SHORT PROBLEM:
Render every line of the data below as a Markdown table with the columns No. and Text, numbering each row and leaving out blank lines.

MATERIAL TO PROCESS:
---*---

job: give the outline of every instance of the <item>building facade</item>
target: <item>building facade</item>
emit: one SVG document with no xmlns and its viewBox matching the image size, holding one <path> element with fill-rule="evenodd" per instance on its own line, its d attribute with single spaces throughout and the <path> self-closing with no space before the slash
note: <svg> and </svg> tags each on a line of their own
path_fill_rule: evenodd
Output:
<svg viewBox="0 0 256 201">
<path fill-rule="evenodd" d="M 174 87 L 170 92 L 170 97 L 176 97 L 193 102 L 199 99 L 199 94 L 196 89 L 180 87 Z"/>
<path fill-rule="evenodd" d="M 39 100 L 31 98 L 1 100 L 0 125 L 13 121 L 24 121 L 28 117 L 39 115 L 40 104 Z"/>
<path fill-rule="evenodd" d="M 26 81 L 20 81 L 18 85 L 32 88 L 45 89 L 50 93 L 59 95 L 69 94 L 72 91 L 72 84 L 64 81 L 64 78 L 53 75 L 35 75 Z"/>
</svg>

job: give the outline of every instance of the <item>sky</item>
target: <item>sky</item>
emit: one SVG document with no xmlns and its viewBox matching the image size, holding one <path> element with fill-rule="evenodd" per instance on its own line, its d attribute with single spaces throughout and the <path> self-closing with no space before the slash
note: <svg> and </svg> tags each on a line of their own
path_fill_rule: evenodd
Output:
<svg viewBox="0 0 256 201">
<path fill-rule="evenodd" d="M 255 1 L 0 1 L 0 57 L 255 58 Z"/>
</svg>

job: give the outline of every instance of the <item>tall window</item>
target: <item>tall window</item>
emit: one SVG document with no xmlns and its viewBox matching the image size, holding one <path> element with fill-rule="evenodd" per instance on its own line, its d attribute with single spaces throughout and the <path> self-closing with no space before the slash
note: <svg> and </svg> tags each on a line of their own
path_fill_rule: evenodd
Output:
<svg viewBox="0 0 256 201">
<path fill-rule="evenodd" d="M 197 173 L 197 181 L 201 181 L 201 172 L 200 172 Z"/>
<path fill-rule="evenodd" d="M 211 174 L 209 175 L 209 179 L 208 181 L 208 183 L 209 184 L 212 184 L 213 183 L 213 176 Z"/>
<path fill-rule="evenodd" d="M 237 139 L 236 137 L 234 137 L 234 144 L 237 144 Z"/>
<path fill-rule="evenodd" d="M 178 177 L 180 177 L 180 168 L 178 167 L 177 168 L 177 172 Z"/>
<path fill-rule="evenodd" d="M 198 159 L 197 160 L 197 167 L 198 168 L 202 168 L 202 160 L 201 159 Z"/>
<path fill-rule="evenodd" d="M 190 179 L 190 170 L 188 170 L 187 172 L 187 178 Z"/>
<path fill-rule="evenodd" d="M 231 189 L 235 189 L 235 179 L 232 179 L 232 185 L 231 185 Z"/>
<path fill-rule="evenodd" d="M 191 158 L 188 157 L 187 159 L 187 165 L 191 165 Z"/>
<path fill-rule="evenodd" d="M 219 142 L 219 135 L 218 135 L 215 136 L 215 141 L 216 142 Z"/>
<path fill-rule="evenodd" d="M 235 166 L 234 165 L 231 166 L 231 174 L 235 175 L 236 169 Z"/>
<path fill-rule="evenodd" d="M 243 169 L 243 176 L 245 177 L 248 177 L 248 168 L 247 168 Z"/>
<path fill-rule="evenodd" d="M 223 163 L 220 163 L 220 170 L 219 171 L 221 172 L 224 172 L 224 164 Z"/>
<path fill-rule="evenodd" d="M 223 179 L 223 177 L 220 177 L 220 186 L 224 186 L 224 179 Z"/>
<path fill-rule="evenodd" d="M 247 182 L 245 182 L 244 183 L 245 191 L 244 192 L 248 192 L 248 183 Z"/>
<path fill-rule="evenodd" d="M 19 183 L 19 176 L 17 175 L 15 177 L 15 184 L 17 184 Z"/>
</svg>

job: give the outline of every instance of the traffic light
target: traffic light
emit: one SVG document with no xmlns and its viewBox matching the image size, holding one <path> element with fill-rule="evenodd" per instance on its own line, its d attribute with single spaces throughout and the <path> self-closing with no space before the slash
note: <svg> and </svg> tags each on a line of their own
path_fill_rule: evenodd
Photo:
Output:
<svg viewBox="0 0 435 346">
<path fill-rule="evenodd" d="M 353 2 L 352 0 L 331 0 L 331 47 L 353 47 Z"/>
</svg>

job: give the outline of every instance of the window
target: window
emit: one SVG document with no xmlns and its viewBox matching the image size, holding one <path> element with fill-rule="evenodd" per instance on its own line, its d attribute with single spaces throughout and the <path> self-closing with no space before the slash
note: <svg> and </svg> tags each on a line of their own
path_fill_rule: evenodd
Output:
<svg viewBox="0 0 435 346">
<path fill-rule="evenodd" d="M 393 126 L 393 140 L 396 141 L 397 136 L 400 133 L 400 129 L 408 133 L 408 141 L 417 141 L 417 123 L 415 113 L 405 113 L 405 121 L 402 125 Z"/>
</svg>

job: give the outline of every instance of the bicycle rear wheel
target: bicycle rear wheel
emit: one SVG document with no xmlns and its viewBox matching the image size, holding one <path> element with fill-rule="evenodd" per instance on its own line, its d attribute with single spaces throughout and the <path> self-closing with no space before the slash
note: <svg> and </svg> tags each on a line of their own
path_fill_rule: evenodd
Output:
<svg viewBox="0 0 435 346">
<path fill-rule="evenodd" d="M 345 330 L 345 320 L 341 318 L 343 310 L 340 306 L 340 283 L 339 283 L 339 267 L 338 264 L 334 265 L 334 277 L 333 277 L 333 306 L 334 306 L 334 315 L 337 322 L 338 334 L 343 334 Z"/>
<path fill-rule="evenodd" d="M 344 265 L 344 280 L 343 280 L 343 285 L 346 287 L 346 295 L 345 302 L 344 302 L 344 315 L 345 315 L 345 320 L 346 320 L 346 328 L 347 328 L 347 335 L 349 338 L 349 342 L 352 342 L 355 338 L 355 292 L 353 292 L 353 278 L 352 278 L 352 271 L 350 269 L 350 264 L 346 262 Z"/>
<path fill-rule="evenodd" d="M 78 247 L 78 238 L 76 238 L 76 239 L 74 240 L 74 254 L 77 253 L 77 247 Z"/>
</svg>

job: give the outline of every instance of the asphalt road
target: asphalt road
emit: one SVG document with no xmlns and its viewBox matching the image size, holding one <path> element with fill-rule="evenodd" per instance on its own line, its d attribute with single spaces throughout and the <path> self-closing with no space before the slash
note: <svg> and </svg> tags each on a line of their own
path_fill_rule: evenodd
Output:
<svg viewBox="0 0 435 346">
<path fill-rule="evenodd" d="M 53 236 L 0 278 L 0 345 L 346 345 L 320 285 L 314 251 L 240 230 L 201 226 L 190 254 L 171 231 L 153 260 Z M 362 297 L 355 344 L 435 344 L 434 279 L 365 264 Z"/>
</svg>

---*---

FULL ANSWER:
| No. | Text |
|---|---|
| 1 | job: give the outline of every instance of the <item>building facade</item> |
| 2 | target: <item>building facade</item> |
| 3 | emit: one SVG document with no xmlns and its viewBox matching the image size, holding one <path> element with fill-rule="evenodd" per instance on its own line, its d attribute with single spaces throughout and the <path> self-closing with no space before the slash |
| 4 | note: <svg> and </svg> tags each on a line of their own |
| 5 | path_fill_rule: evenodd |
| 6 | Output: |
| 7 | <svg viewBox="0 0 256 201"> |
| 8 | <path fill-rule="evenodd" d="M 174 87 L 170 92 L 170 97 L 176 97 L 193 102 L 199 99 L 199 94 L 196 89 L 180 87 Z"/> |
| 9 | <path fill-rule="evenodd" d="M 39 100 L 31 98 L 1 100 L 0 125 L 13 121 L 24 121 L 28 117 L 39 115 L 40 104 Z"/> |
| 10 | <path fill-rule="evenodd" d="M 26 81 L 20 81 L 18 85 L 32 88 L 45 89 L 50 93 L 59 95 L 69 94 L 72 91 L 72 84 L 64 81 L 64 78 L 53 75 L 35 75 Z"/> |
| 11 | </svg> |
| 12 | job: give the outline of every instance of the <item>sky</item> |
| 13 | target: <item>sky</item> |
| 14 | emit: one SVG document with no xmlns and its viewBox matching the image size, holding one <path> element with fill-rule="evenodd" per instance on its own line, its d attribute with single spaces throughout and the <path> self-closing with no space before the slash |
| 15 | note: <svg> and </svg> tags each on a line of their own |
| 16 | path_fill_rule: evenodd |
| 17 | Output: |
| 18 | <svg viewBox="0 0 256 201"> |
| 19 | <path fill-rule="evenodd" d="M 255 1 L 0 1 L 0 57 L 255 58 Z"/> |
| 20 | </svg> |
| 21 | job: give the outline of every instance of the <item>tall window</item> |
| 22 | target: <item>tall window</item> |
| 23 | emit: one SVG document with no xmlns and its viewBox matching the image size, holding one <path> element with fill-rule="evenodd" per instance on its own line, its d attribute with single spaces throughout and the <path> self-closing with no space before the slash |
| 24 | note: <svg> and </svg> tags each on a line of their own |
| 25 | path_fill_rule: evenodd |
| 26 | Output: |
| 27 | <svg viewBox="0 0 256 201"> |
| 28 | <path fill-rule="evenodd" d="M 197 173 L 197 181 L 201 181 L 201 172 L 200 172 Z"/> |
| 29 | <path fill-rule="evenodd" d="M 211 174 L 209 175 L 209 179 L 208 181 L 208 183 L 209 184 L 212 184 L 213 183 L 213 176 Z"/> |
| 30 | <path fill-rule="evenodd" d="M 237 139 L 236 137 L 234 137 L 234 144 L 237 144 Z"/> |
| 31 | <path fill-rule="evenodd" d="M 178 177 L 180 177 L 180 168 L 178 167 L 177 168 L 177 172 Z"/> |
| 32 | <path fill-rule="evenodd" d="M 198 159 L 197 160 L 197 167 L 198 168 L 202 168 L 202 160 L 201 159 Z"/> |
| 33 | <path fill-rule="evenodd" d="M 190 179 L 190 170 L 188 170 L 187 172 L 187 178 Z"/> |
| 34 | <path fill-rule="evenodd" d="M 231 189 L 235 189 L 235 179 L 232 179 L 232 185 L 231 185 Z"/> |
| 35 | <path fill-rule="evenodd" d="M 191 158 L 188 157 L 187 159 L 187 165 L 191 165 Z"/> |
| 36 | <path fill-rule="evenodd" d="M 219 142 L 219 135 L 218 135 L 215 136 L 215 141 L 216 142 Z"/> |
| 37 | <path fill-rule="evenodd" d="M 235 166 L 234 165 L 231 166 L 231 174 L 235 175 L 236 169 Z"/> |
| 38 | <path fill-rule="evenodd" d="M 243 169 L 243 176 L 245 177 L 248 177 L 248 168 L 247 168 Z"/> |
| 39 | <path fill-rule="evenodd" d="M 223 163 L 220 163 L 220 170 L 219 171 L 221 172 L 224 172 L 224 164 Z"/> |
| 40 | <path fill-rule="evenodd" d="M 223 179 L 223 177 L 220 177 L 220 186 L 224 186 L 224 179 Z"/> |
| 41 | <path fill-rule="evenodd" d="M 247 182 L 245 182 L 244 183 L 245 191 L 244 192 L 248 192 L 248 183 Z"/> |
| 42 | <path fill-rule="evenodd" d="M 19 183 L 19 176 L 17 175 L 15 177 L 15 184 L 17 184 Z"/> |
| 43 | </svg> |
| 44 | job: give the outline of every instance of the traffic light |
| 45 | target: traffic light |
| 46 | emit: one SVG document with no xmlns and its viewBox matching the image size, holding one <path> element with fill-rule="evenodd" per instance on its own line, its d attribute with single spaces throughout and the <path> self-closing with no space before the slash |
| 47 | note: <svg> and </svg> tags each on a line of their own |
| 48 | path_fill_rule: evenodd |
| 49 | Photo: |
| 50 | Output: |
| 51 | <svg viewBox="0 0 435 346"> |
| 52 | <path fill-rule="evenodd" d="M 353 2 L 352 0 L 331 0 L 331 47 L 353 47 Z"/> |
| 53 | </svg> |
| 54 | job: give the outline of every instance of the window |
| 55 | target: window |
| 56 | emit: one SVG document with no xmlns and its viewBox matching the image size, holding one <path> element with fill-rule="evenodd" per instance on its own line, its d attribute with single spaces throughout and the <path> self-closing with no space before the slash |
| 57 | note: <svg> and </svg> tags each on a line of their own |
| 58 | path_fill_rule: evenodd |
| 59 | Output: |
| 60 | <svg viewBox="0 0 435 346"> |
| 61 | <path fill-rule="evenodd" d="M 393 126 L 393 140 L 396 141 L 397 136 L 400 133 L 400 129 L 408 133 L 408 141 L 417 141 L 417 123 L 415 113 L 405 113 L 405 121 L 402 125 Z"/> |
| 62 | </svg> |
| 63 | job: give the outline of every instance of the bicycle rear wheel |
| 64 | target: bicycle rear wheel |
| 65 | emit: one SVG document with no xmlns and its viewBox matching the image size, holding one <path> element with fill-rule="evenodd" per instance on its own line, its d attribute with single spaces throughout and the <path> self-closing with no space before the slash |
| 66 | note: <svg> and </svg> tags each on a line of their own |
| 67 | path_fill_rule: evenodd |
| 68 | Output: |
| 69 | <svg viewBox="0 0 435 346"> |
| 70 | <path fill-rule="evenodd" d="M 345 330 L 345 320 L 341 318 L 343 310 L 340 306 L 340 283 L 339 283 L 339 267 L 338 264 L 334 265 L 334 277 L 333 277 L 333 306 L 334 306 L 334 315 L 337 322 L 338 334 L 343 334 Z"/> |
| 71 | <path fill-rule="evenodd" d="M 344 265 L 344 280 L 343 280 L 343 285 L 346 287 L 346 295 L 345 302 L 344 302 L 344 315 L 345 315 L 345 320 L 346 320 L 346 328 L 347 328 L 347 335 L 349 338 L 349 342 L 352 342 L 355 338 L 355 292 L 353 292 L 353 278 L 352 278 L 352 271 L 350 269 L 350 264 L 346 262 Z"/> |
| 72 | <path fill-rule="evenodd" d="M 78 247 L 78 238 L 76 238 L 76 239 L 74 240 L 74 254 L 77 253 L 77 247 Z"/> |
| 73 | </svg> |
| 74 | job: give the outline of every instance of the asphalt road |
| 75 | target: asphalt road |
| 76 | emit: one SVG document with no xmlns and its viewBox matching the image size, holding one <path> element with fill-rule="evenodd" per instance on its own line, its d attribute with single spaces throughout and the <path> self-closing with no space before the slash |
| 77 | note: <svg> and </svg> tags each on a line of their own |
| 78 | path_fill_rule: evenodd |
| 79 | Output: |
| 80 | <svg viewBox="0 0 435 346"> |
| 81 | <path fill-rule="evenodd" d="M 53 236 L 0 278 L 0 345 L 346 345 L 320 285 L 314 251 L 240 230 L 201 226 L 190 254 L 171 231 L 153 260 Z M 362 297 L 355 344 L 435 344 L 434 279 L 365 264 Z"/> |
| 82 | </svg> |